• GIVEN REQUEST: Copy the items below word for word, from the first line of the items through the line that contains "[[81, 454], [745, 53]]".

--- Start ROWS ---

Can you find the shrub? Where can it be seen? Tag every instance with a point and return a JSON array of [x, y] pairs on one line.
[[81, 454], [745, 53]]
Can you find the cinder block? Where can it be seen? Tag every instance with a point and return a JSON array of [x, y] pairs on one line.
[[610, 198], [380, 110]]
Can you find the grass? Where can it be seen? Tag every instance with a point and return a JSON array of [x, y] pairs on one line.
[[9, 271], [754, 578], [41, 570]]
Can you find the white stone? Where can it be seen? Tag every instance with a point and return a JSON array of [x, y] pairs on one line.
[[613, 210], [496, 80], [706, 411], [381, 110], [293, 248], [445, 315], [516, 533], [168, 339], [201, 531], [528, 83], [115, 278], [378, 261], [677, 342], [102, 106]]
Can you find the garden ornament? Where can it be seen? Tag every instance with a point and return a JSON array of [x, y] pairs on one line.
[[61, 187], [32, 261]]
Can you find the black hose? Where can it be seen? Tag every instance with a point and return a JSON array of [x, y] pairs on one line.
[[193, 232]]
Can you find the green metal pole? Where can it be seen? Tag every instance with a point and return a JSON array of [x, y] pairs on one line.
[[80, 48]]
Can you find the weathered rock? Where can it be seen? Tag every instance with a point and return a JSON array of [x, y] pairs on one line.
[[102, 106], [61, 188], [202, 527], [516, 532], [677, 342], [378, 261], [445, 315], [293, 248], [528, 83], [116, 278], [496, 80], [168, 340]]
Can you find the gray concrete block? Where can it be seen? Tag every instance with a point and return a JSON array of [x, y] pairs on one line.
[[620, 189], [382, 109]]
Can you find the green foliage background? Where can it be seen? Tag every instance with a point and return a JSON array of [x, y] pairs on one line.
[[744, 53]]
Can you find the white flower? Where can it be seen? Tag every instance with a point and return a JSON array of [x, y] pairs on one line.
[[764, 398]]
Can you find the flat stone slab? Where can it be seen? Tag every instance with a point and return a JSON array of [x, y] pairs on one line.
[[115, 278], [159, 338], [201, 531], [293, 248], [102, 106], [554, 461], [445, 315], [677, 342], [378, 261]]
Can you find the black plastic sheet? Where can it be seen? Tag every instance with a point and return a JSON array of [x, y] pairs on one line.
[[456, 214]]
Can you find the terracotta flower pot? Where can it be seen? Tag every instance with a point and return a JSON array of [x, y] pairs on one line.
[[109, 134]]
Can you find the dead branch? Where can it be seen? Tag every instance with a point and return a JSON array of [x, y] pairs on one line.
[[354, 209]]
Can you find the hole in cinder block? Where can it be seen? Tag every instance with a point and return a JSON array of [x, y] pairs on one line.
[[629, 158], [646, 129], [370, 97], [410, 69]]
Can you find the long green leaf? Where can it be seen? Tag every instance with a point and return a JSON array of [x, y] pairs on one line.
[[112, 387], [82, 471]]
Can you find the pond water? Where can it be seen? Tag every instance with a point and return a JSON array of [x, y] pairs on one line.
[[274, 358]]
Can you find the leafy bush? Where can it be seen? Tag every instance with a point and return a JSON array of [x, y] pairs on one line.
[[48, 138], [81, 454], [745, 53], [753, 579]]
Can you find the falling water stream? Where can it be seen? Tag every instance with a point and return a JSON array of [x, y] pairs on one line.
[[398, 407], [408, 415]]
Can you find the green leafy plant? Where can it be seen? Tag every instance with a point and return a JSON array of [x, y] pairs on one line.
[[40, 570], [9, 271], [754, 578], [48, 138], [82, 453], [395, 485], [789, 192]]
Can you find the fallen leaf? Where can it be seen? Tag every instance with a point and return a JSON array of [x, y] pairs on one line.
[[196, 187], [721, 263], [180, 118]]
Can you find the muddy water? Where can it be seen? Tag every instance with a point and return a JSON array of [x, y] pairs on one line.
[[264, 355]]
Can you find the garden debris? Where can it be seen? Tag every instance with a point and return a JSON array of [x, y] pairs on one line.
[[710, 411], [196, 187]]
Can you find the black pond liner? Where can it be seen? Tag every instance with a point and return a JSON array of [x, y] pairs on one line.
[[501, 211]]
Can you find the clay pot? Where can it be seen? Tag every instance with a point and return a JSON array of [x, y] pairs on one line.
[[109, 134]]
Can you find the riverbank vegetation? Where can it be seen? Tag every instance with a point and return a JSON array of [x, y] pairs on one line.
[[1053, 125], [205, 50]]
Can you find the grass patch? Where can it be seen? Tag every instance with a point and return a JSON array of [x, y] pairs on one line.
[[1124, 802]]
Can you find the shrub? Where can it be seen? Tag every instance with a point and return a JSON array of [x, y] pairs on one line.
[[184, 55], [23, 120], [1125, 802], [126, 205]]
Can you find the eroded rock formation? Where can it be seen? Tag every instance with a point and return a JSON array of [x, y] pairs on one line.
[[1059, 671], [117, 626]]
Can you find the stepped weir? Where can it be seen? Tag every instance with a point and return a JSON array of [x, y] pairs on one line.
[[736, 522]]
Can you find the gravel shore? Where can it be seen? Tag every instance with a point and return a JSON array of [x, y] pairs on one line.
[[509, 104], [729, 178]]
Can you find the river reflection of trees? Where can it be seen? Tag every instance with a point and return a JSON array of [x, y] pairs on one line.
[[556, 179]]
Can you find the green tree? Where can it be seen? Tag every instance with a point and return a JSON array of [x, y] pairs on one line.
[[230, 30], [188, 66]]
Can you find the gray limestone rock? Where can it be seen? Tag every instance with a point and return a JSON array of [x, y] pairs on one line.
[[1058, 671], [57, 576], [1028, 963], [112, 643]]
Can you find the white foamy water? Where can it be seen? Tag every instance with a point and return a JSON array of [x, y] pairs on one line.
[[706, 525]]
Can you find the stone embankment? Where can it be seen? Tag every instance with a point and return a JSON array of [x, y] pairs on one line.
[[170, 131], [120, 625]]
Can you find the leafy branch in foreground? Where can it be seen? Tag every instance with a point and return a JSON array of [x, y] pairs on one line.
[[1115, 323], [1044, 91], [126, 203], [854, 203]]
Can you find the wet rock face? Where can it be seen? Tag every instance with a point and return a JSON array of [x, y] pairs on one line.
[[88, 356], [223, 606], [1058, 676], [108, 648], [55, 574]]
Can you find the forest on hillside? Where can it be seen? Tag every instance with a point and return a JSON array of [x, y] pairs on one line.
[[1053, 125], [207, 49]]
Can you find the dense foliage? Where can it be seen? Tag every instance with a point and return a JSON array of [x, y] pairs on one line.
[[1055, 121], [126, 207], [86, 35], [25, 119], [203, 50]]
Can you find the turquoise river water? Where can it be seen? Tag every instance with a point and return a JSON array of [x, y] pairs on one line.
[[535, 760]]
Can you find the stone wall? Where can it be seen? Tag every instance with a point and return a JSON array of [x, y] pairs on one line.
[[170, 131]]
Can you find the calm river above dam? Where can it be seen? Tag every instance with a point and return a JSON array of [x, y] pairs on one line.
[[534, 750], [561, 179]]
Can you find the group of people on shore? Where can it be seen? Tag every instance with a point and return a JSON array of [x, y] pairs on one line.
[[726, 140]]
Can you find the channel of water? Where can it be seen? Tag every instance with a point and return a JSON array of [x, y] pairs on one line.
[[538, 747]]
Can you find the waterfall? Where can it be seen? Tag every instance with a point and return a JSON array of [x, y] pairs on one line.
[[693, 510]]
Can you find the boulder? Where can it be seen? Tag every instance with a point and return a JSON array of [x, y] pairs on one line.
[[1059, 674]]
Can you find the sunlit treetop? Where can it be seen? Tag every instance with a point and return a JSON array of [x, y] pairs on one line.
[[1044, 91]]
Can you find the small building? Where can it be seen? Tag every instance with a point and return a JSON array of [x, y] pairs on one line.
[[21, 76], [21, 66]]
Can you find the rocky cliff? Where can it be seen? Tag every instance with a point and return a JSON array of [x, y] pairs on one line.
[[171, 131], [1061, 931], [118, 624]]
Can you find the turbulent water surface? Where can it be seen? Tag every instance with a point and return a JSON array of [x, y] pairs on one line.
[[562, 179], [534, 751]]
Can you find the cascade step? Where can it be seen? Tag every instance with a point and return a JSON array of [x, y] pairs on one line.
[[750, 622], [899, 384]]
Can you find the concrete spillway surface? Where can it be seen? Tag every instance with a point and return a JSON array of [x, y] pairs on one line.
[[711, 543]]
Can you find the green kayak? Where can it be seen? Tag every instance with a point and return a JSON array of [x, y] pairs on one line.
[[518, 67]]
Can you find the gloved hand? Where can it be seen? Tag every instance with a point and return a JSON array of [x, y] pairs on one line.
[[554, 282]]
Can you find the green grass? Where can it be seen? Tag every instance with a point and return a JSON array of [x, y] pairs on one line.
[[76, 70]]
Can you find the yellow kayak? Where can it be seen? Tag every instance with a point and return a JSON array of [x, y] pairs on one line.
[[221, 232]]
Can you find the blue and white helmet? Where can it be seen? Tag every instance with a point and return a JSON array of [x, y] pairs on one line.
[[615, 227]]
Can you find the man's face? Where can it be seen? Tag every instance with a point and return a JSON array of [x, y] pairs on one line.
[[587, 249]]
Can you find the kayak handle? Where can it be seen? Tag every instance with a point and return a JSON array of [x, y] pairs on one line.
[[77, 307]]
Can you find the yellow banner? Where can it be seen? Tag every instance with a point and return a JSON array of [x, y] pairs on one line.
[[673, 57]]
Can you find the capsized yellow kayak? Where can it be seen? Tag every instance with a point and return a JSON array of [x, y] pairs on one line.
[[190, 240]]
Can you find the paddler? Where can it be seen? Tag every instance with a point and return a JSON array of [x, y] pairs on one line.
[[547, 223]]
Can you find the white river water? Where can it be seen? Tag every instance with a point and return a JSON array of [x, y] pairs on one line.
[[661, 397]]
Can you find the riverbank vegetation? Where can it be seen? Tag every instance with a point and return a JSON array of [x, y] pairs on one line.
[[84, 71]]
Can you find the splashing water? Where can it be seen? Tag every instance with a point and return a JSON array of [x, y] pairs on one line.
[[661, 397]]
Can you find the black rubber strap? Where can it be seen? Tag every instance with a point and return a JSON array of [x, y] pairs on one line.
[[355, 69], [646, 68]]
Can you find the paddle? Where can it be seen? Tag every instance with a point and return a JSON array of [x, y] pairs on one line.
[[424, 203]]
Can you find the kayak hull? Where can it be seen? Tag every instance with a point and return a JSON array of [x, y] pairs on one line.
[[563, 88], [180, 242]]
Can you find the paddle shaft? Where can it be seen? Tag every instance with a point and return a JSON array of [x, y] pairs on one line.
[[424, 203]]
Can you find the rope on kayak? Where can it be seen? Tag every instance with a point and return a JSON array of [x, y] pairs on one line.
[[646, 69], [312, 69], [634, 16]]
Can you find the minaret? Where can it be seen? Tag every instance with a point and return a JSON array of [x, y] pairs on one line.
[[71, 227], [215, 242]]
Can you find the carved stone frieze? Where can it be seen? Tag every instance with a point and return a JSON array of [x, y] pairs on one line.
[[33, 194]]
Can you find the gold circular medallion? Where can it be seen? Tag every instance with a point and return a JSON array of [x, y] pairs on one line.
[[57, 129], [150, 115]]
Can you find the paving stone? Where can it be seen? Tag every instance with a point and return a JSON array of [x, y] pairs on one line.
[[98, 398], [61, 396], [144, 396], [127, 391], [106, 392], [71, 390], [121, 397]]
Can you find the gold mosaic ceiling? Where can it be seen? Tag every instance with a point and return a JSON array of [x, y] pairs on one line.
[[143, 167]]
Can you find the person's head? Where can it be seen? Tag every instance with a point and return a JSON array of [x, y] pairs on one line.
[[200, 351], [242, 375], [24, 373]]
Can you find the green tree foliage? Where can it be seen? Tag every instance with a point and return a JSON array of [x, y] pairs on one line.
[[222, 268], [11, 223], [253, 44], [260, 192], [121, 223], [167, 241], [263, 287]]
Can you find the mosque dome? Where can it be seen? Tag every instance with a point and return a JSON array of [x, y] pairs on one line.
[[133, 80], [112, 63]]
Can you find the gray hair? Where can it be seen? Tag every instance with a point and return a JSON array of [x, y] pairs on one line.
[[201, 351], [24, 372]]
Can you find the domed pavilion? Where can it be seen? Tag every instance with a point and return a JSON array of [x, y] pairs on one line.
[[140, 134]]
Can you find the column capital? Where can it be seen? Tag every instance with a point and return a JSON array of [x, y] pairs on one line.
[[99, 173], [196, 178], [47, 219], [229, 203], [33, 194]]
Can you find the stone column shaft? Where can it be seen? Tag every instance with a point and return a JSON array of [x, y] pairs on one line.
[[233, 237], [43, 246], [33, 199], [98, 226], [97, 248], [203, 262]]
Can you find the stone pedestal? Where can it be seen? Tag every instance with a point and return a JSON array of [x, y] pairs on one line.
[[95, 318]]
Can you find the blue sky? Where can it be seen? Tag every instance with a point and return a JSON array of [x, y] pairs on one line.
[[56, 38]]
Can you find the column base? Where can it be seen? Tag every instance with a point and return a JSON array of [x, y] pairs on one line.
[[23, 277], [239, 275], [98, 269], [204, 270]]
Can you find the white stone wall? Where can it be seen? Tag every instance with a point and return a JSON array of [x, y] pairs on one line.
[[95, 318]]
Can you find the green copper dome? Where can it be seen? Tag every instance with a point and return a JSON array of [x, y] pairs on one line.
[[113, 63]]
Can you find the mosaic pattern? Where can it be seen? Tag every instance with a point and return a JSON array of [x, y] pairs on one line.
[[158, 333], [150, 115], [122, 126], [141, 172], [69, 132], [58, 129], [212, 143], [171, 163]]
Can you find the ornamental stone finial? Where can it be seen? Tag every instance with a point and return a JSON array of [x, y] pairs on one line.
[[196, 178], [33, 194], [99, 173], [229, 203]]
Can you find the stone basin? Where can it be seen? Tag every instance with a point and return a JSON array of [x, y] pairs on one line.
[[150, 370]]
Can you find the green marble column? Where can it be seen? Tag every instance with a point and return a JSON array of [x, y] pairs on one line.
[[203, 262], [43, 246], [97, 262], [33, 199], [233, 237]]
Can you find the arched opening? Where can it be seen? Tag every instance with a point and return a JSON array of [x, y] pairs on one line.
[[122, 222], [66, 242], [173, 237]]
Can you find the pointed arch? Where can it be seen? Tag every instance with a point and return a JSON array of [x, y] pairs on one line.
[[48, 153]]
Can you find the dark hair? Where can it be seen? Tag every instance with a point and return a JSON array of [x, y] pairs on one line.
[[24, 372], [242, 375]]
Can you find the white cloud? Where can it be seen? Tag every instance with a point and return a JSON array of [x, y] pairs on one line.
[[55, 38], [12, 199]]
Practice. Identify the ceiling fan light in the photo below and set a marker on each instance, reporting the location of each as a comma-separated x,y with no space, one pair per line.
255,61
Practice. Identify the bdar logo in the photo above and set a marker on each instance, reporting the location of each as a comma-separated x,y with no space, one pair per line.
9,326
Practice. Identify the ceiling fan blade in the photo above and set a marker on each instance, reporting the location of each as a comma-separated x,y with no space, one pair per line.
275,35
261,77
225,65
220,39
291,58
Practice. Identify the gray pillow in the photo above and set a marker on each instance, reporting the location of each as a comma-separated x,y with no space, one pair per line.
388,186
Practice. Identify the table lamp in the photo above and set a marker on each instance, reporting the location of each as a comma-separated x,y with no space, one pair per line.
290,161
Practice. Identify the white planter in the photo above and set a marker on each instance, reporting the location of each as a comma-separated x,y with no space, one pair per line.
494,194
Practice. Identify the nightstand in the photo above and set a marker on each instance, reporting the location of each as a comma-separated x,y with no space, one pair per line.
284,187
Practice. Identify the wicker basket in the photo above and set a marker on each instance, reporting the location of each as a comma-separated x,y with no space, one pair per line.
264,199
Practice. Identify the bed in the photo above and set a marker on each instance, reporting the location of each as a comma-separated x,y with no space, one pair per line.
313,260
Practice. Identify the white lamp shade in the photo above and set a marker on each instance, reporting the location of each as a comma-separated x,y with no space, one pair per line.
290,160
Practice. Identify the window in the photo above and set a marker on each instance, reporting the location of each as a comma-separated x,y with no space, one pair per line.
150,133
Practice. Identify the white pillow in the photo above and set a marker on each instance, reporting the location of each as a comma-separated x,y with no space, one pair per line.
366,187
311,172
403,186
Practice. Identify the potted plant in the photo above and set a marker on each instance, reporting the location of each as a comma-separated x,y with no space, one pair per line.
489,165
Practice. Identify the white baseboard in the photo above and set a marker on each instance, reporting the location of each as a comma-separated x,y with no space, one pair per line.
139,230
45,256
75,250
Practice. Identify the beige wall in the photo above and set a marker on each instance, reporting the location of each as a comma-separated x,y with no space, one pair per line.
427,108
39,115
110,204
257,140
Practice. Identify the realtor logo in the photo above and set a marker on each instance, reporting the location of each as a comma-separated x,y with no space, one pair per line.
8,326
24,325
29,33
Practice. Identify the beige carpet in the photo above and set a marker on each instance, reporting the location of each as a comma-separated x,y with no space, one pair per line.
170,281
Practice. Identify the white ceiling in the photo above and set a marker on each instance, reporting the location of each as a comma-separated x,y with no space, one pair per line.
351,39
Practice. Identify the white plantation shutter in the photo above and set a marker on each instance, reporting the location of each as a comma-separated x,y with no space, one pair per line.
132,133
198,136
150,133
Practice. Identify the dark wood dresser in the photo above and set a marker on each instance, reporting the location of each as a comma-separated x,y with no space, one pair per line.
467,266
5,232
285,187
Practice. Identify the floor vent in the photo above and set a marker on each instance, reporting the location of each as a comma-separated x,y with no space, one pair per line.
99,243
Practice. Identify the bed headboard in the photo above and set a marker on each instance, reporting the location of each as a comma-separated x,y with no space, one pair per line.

--- End ROWS ---

• PROBLEM SOLUTION:
Can you find the shrub? Where can it be seen? Tag every instance with a point and return a JSON array of [x, y] pairs on one line.
[[81, 454], [745, 53]]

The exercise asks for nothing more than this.